■ **SUPPLIED RECORDS**
(begin)

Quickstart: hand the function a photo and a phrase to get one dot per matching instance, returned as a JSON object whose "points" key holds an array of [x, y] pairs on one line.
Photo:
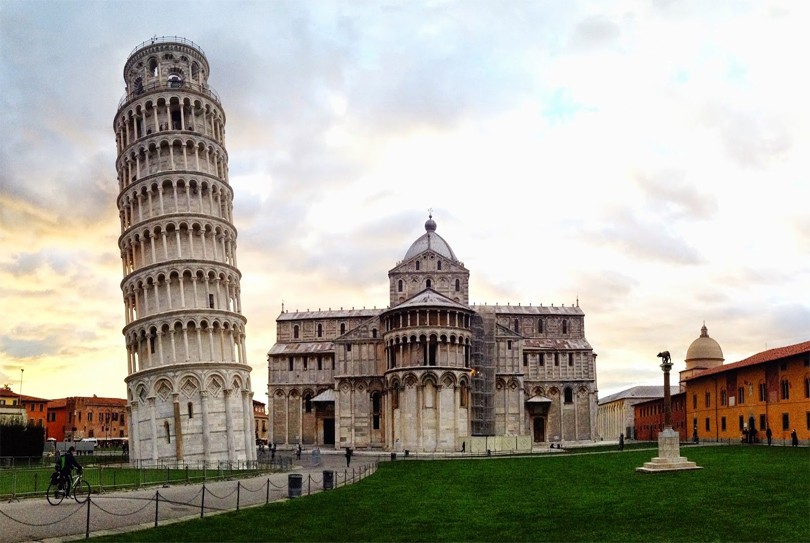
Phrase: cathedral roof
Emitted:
{"points": [[431, 241], [704, 348], [430, 298]]}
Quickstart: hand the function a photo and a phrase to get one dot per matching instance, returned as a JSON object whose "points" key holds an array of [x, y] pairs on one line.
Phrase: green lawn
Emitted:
{"points": [[742, 494]]}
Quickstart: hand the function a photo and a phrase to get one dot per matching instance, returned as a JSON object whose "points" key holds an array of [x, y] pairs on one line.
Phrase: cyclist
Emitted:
{"points": [[66, 464]]}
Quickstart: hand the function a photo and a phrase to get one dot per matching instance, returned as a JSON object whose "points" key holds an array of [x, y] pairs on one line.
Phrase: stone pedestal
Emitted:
{"points": [[669, 455]]}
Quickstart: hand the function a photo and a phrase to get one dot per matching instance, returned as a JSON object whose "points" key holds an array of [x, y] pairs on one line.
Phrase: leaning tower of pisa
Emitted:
{"points": [[188, 381]]}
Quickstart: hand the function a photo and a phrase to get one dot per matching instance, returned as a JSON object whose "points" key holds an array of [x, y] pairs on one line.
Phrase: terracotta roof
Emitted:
{"points": [[759, 358], [646, 392]]}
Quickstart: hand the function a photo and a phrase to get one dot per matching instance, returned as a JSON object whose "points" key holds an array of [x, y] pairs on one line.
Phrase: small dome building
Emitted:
{"points": [[702, 354]]}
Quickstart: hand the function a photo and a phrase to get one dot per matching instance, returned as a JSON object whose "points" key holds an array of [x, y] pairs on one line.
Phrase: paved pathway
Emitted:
{"points": [[34, 519]]}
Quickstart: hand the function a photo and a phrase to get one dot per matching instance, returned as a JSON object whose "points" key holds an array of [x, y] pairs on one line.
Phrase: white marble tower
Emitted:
{"points": [[188, 381]]}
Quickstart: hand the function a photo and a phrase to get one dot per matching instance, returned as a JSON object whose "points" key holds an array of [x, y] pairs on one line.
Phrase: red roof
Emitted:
{"points": [[759, 358]]}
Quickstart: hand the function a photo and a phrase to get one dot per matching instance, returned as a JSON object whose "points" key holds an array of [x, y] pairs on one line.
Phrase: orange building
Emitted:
{"points": [[649, 417], [770, 389], [79, 417], [260, 416]]}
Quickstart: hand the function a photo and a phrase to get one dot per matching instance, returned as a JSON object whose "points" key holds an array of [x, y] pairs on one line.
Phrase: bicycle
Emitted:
{"points": [[80, 489]]}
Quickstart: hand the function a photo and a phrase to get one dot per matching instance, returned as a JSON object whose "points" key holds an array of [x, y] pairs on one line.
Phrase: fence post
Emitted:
{"points": [[87, 522]]}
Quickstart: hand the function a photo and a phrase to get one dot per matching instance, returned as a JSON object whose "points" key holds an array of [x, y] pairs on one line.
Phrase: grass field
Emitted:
{"points": [[742, 494]]}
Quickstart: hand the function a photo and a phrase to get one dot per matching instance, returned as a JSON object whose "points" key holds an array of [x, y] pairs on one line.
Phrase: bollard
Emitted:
{"points": [[294, 481]]}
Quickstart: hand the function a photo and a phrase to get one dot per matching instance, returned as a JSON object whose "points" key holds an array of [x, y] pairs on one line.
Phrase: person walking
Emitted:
{"points": [[67, 462]]}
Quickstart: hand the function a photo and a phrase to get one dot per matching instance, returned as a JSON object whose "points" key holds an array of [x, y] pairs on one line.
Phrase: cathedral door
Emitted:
{"points": [[328, 431], [539, 429]]}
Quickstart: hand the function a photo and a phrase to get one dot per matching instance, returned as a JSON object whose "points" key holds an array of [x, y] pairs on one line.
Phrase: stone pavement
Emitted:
{"points": [[34, 519]]}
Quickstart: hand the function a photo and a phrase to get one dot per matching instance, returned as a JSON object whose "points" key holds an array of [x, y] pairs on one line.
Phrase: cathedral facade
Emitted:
{"points": [[431, 373]]}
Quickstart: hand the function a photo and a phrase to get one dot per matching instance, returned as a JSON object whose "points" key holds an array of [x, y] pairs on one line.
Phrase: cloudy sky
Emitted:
{"points": [[648, 158]]}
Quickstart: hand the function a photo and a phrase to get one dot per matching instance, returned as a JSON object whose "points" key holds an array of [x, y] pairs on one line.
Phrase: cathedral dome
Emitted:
{"points": [[704, 351], [430, 240]]}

(end)

■ **WRITTEN EXERCISE**
Retype all of the entries exactly as written, leaving out any images.

■ **WRITTEN RESPONSE**
Quickstart: hand the function a photo and a phrase to get one dot per matching instance, returned as a JSON object whose "points" key holds an array of [x, y] pairs on one line.
Photo:
Phrase: cathedral roof
Emitted:
{"points": [[431, 241], [704, 348], [430, 298]]}
Quickstart: hand the function a photo and a phrase to get one dot per matching instance, returned as a JSON object whose "points" key holds an array of [x, y] pairs on one line.
Phrase: green lawn
Emitted:
{"points": [[742, 494]]}
Quickstart: hand the function a photo and a phrase to get one dot per matching instance, returned as a JSON object whose "points" key holds an array of [x, y] pairs on one line.
Phrase: cyclist
Emitted:
{"points": [[66, 464]]}
Quickstart: hand the function a photo and a phrase to get one dot per matching instance, returned as a JSON object whose "points" key holds an array of [x, y] pairs on one line.
Phrase: stone pedestal
Emitted:
{"points": [[669, 455]]}
Quickstart: hand the function a photo and a phrase to get one dot per matching instance, returned as a JSON object whose "points" key holds an array of [x, y] pairs on one line.
Phrase: leaning tower of pisa
Emitted:
{"points": [[188, 381]]}
Quickstart: hand the function a photo and a phrase to get one dot per matching instance, returned as a JSON object whose "points" key holds an array of [x, y] pairs on one line.
Phrase: terracotta roof
Emitted:
{"points": [[759, 358], [646, 392]]}
Quickstart: hand the function a photo and a phrase to get one dot per matching instance, returned as a JSON object whose "points" key holds an array of [x, y] pairs on one line.
Phrase: small dome building
Emitted:
{"points": [[702, 354]]}
Quickstart: hand the function a photo and a phrase to get one dot per matching instance, returned as a JSON object whose "points" key holds an array of [x, y] pairs on one line.
Phrase: paved pathway
Emitted:
{"points": [[34, 519]]}
Quickstart: hand the function a photo and a phrase to get one dot per matching instance, returned as a JSON object whose "points" key holds an array of [x, y] pairs on one line.
Phrase: white marble tower
Emitted:
{"points": [[188, 381]]}
Quickstart: hand the function a photo and a phrase to get one dot per matching instance, returned as a JSON object whose "points" key holds an array of [x, y] pairs on one line.
Phrase: red roof
Emitted:
{"points": [[759, 358]]}
Quickstart: hand the function a photo and a phrase to get one dot per matching instance, returned as a JSON object whose "points" key holds an array of [x, y] pairs on one line.
Phrase: orange building
Emitted:
{"points": [[649, 417], [770, 389], [79, 417], [260, 416]]}
Quickstart: hand the function a photo and a phrase to get one dot per matching instance, returned as a JSON object whose "points" key holds an array of [x, y] pairs on one line.
Phrase: bicycle
Emitted:
{"points": [[80, 489]]}
Quickstart: hand the function a photo and a phrase to get one dot per matching instance, returned as a JSON object whose "points" key holds an array of [x, y] pairs on one line.
Phrase: fence post
Emitted:
{"points": [[87, 522]]}
Quickstart: hand the function a photo and a phrase to get one dot per matching instance, returned as a JSON object whose "points" key holds an array of [x, y] pairs on one line.
Phrase: grass field
Emitted:
{"points": [[742, 494]]}
Quickstart: hand the function a photo and a phrase to get one dot per matching instance, returned as a JSON object whose "points" key holds an array of [x, y] pairs on one line.
Phrase: bollard
Emitted:
{"points": [[294, 481]]}
Quickstart: hand the function a photo and a phrase to get one dot per matching instance, returned as a JSON object whose "points" key holds an array of [x, y] pairs on one line.
Phrase: person walking
Emitted:
{"points": [[67, 462]]}
Quickstart: hand the function a photo and a phrase to get one dot per matching instance, returned as a JSON object whose "points" key holds an array of [x, y] pairs on one line.
Phrase: cathedral door
Emitted:
{"points": [[328, 431], [539, 429]]}
Quickstart: hand the function a photo and a phrase to get one dot per matching instance, returned as a JSON object whose "points" key holds an array of [x, y] pairs on one line.
Phrase: stone pavement
Emitted:
{"points": [[34, 519]]}
Quickstart: hand the function a photo and a phrase to get one dot per matching instance, returned as a JSON object whose "points" key holds an array of [x, y] pairs on one line.
Phrase: cathedral facade
Emitted:
{"points": [[431, 373]]}
Quickstart: hand the function a photo and a phrase to get one dot per matching instance, returned as a JSON object whose "points" key holds an array of [x, y] pairs on one line.
Phrase: cloudy sky
Emitted:
{"points": [[648, 158]]}
Quickstart: hand the function a photo and a phrase to get one dot per matching instance, returned as a JSON object whose "points" key holds an array of [x, y] pairs on one line.
Phrase: cathedral dome
Emitted:
{"points": [[704, 351], [430, 240]]}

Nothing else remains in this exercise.